_Selected text:_
— Start —
Then, the last week in July, we loaded them on a trailer before sunrise to transport them to the fairgrounds before the heat of the day. The steers were led to their spots in the long barns, halters secured and water buckets tied so they couldn’t be dumped. Each morning they were walked at dawn while the fairgrounds were still quiet, rinsed off, pens cleaned and put back before the visitors showed up. On the day of the show, hours of brushing and primping went into each steer for their 15 minutes in the show ring. Dozens of men stood at the gates, around the barns and in the ring ready to step in and help should a poor steer become spooked and bolt for freedom. Unfortunately, with a gravel pit on one side and a highway on the other, “freedom” never turned out to be truly free.
The last days of the fair were our designated “sale” days. The times were posted, sale orders announced, and one by one the barns would be emptied. Those last two days every year were always the worst. I think that every person concerned with the right of non-human animals has cringed when they see the animal transport trucks on the road.
Every year for nine years, I put my friends on one of those trucks. Then, I had to go find my mom who was watching the sale to find out who the buyer was and thank them. In nine years, I don’t think I ever did it without tears in my eyes and a lump in my throat.
I have been asked over the years why I did it every year. Why I never refused. I’m not sure I can ever make someone understand but here’s a go at it: I hated those last two days of the fair and the week following when my brother would tease that we were likely eating my friend every time we went out to eat. I loved the rest of the time. I loved standing in the pastures and talking to my friends. I often kept a book in the barn and would sit out and read with them. I didn’t know that I could refuse, and I’m not sure what would have happened if I had. My parents were more startled by the fact that I became vegetarian than by the fact that I was gay. The way of life was and is a big deal there and expectations are hard to escape.
— End —
_Job 1:_ In the account of showing steers at the fair, what were the last days of the fair designated as?
_Job 2:_ Pick up the account of showing steers at the fair after its final sentence and carry it forward.

Items: labeled points:
— Start —
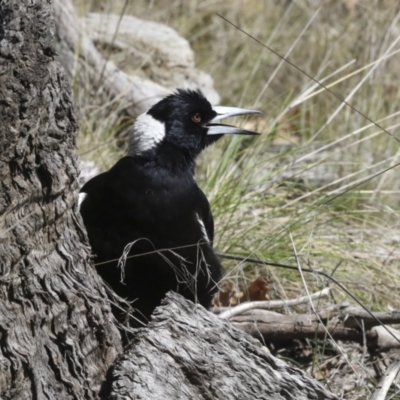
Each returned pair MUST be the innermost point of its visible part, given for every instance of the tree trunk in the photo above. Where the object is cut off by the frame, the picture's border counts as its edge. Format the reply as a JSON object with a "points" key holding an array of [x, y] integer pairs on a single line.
{"points": [[56, 338]]}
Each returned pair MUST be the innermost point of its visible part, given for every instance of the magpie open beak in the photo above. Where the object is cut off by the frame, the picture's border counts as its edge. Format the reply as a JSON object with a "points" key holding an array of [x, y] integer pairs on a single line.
{"points": [[227, 112]]}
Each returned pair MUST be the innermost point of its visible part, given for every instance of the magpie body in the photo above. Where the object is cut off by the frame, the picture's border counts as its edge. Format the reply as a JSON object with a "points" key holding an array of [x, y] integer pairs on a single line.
{"points": [[149, 207]]}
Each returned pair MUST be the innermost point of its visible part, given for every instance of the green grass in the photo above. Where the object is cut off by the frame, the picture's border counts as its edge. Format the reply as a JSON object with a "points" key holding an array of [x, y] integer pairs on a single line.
{"points": [[299, 184]]}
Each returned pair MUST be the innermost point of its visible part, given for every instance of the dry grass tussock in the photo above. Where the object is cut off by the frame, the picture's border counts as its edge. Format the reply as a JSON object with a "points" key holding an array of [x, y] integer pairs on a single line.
{"points": [[318, 179]]}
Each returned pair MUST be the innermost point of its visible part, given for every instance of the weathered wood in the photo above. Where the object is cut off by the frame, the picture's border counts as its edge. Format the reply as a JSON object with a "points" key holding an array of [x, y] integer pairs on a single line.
{"points": [[79, 56], [57, 338], [342, 322], [189, 353]]}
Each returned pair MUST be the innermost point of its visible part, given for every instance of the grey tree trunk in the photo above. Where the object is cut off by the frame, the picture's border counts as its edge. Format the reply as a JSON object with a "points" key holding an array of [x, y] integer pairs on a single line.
{"points": [[57, 338]]}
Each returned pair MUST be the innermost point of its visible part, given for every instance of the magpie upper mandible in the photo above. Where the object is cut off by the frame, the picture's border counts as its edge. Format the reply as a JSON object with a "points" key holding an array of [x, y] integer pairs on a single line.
{"points": [[150, 201]]}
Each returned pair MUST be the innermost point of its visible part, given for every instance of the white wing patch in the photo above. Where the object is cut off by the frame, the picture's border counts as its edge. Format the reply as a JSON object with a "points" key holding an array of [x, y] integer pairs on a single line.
{"points": [[82, 196], [203, 229], [147, 132]]}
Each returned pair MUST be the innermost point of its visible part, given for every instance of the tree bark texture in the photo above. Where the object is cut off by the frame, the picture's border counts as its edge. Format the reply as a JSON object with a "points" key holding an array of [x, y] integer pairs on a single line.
{"points": [[57, 336], [188, 353]]}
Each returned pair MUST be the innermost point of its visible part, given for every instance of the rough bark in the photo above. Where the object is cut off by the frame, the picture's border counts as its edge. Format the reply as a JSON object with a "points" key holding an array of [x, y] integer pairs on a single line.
{"points": [[188, 353], [57, 336]]}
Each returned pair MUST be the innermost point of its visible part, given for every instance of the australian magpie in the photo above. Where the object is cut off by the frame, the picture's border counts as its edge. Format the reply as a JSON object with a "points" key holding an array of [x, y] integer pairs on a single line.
{"points": [[149, 207]]}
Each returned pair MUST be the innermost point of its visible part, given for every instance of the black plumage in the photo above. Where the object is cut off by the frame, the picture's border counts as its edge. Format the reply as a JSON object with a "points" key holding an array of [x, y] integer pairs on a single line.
{"points": [[150, 201]]}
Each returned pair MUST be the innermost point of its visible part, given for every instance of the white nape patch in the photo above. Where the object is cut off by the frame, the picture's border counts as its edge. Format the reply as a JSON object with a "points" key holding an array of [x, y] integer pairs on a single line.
{"points": [[203, 229], [82, 196], [147, 132]]}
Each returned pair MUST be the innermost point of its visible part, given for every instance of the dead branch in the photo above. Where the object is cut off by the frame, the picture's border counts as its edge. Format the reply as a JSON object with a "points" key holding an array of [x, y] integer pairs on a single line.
{"points": [[271, 304], [154, 75], [342, 322]]}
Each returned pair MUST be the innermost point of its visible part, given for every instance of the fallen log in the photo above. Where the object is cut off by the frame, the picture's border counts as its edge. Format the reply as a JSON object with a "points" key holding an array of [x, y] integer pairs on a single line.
{"points": [[140, 90], [188, 353]]}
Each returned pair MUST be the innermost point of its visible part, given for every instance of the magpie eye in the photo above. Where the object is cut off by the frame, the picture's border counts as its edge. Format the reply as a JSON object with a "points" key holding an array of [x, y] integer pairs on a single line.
{"points": [[196, 117]]}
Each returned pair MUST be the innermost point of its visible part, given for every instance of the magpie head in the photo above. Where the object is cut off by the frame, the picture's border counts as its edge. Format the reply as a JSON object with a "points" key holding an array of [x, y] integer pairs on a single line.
{"points": [[187, 121]]}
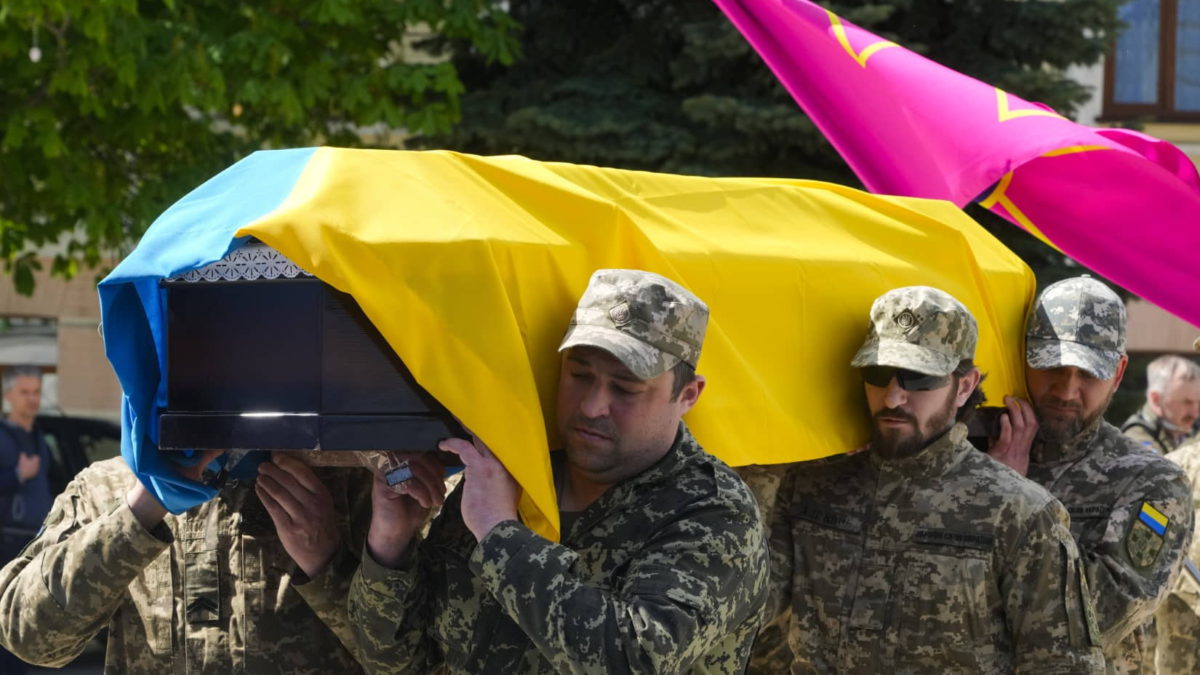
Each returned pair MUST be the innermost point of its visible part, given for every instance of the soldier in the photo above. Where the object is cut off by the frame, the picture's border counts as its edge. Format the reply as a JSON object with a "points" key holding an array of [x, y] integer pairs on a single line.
{"points": [[1131, 509], [216, 589], [663, 562], [922, 554], [1177, 619], [1173, 405]]}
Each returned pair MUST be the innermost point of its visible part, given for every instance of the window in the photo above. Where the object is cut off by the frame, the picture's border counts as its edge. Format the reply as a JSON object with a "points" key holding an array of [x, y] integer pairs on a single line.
{"points": [[1155, 65]]}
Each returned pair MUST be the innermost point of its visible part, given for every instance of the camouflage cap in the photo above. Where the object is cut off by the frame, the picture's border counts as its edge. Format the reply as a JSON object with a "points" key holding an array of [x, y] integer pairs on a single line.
{"points": [[648, 322], [1078, 322], [918, 328]]}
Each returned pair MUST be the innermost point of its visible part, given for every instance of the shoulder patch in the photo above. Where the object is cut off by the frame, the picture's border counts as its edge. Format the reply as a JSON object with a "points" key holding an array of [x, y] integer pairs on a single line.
{"points": [[1145, 537], [1153, 519]]}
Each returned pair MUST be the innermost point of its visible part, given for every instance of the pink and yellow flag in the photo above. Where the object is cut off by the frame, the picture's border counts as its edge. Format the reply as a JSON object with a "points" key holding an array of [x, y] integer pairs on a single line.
{"points": [[1120, 202]]}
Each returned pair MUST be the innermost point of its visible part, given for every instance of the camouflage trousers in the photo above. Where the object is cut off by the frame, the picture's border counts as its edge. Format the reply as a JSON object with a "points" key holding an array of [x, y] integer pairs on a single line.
{"points": [[1179, 628]]}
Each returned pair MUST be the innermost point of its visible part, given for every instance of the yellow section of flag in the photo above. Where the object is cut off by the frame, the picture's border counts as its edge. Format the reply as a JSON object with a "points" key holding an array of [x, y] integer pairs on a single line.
{"points": [[471, 268]]}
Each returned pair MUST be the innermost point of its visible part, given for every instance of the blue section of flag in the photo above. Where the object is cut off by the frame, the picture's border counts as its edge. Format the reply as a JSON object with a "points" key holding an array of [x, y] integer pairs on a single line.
{"points": [[196, 231], [1147, 517]]}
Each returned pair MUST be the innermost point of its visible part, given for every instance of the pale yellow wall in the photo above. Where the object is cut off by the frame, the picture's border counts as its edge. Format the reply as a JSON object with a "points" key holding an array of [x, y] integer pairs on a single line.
{"points": [[1153, 329], [87, 384]]}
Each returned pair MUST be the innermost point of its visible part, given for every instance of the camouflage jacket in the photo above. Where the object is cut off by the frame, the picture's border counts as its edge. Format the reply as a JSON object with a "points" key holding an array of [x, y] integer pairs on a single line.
{"points": [[942, 562], [1131, 514], [666, 572], [1179, 617], [1147, 429], [208, 591]]}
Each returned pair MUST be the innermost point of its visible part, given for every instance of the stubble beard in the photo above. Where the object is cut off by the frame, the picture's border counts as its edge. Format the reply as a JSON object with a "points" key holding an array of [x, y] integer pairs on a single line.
{"points": [[1056, 432], [897, 443], [599, 458]]}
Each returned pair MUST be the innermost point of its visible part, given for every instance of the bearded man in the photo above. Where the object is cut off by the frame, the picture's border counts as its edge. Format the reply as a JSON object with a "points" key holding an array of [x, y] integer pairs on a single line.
{"points": [[922, 554], [1131, 508]]}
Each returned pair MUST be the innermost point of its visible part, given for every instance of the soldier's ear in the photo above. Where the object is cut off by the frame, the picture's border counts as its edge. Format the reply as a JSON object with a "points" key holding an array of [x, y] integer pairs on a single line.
{"points": [[690, 393], [1120, 371], [967, 384]]}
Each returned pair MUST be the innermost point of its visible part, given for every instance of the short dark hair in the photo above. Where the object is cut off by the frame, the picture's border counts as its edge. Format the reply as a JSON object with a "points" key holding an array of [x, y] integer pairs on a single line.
{"points": [[12, 372], [684, 372], [966, 411]]}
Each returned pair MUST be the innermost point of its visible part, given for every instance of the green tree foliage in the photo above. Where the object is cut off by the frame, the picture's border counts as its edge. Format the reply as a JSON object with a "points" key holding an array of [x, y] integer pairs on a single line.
{"points": [[112, 109], [670, 85]]}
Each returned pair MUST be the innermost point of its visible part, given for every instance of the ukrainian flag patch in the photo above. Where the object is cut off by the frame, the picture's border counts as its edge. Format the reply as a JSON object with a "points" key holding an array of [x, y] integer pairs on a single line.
{"points": [[1153, 519]]}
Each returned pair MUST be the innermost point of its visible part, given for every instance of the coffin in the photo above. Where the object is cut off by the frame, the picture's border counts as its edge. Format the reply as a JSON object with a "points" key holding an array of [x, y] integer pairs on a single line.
{"points": [[264, 356]]}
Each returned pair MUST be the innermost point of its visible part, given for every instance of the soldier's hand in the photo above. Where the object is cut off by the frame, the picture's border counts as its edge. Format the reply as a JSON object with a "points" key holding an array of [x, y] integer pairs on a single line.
{"points": [[490, 493], [303, 511], [28, 466], [399, 513], [1018, 429]]}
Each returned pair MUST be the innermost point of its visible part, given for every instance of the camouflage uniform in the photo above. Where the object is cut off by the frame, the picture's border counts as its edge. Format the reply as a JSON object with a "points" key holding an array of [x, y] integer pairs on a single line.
{"points": [[942, 562], [666, 571], [1179, 617], [208, 591], [945, 561], [1147, 429], [1131, 509]]}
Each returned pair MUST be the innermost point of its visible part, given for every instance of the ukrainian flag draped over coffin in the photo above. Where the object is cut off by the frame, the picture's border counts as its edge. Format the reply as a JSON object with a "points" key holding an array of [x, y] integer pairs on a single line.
{"points": [[471, 268]]}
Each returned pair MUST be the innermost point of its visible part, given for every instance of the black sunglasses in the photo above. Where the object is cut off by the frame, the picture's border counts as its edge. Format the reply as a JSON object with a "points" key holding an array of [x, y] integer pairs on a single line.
{"points": [[907, 380]]}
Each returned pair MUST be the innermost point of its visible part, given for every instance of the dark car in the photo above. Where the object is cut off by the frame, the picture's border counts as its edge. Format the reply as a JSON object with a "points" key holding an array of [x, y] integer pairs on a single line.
{"points": [[75, 442]]}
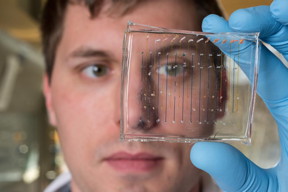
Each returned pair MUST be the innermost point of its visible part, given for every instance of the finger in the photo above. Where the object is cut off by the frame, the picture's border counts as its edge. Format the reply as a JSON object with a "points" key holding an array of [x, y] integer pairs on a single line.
{"points": [[259, 19], [231, 170], [279, 10], [273, 76]]}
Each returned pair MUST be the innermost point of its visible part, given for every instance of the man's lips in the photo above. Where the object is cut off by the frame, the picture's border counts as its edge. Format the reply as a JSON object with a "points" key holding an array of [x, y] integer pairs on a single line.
{"points": [[139, 162]]}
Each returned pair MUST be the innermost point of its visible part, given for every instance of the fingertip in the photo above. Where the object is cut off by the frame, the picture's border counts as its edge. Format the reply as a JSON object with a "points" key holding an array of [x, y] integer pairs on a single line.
{"points": [[214, 24], [247, 20], [279, 11]]}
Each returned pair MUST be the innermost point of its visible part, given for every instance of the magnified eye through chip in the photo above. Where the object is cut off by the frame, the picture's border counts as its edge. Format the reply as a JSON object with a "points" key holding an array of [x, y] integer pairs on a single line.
{"points": [[186, 86]]}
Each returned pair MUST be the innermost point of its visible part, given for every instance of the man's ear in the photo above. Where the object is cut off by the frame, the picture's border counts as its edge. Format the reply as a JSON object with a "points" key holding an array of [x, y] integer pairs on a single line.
{"points": [[48, 100]]}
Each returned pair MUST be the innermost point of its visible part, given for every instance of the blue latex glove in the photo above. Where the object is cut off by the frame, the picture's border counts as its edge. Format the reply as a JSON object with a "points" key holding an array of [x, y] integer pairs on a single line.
{"points": [[229, 167]]}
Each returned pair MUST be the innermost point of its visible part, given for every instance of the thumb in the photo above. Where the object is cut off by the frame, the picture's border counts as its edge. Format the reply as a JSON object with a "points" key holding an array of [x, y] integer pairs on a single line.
{"points": [[231, 170]]}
— End —
_Written response 1:_ They were the designated "sale" days.

_Written response 2:_
I have only been back to the fair once since that last sale day. I saw it differently when I went back, even though that was still years before I became vegetarian. Now, I see the pictures that high school classmates post of their kids at the fair and the memories come back. The days in the pasture to the excitement, the pride of a job well done… and those last two horrible days.
Cheryl joined the VINE crew as a full-time animal caregiver in 2010 and has since become an integral member of our multispecies community, now coordinating many of our on-site activities. When not using her veterinary technician training to give check-ups or coming up with ingenious uses for salvaged materials, she delights the rest of the staff with samples of her home-made seitan and vegan cheese. If you’re not sure where to find her, check the back pasture, where she might be talking with her friends.
Photo Credits: Cheryl with Maddox — Selena Salfen; Cheryl brushing Norman — Christiane Bailey.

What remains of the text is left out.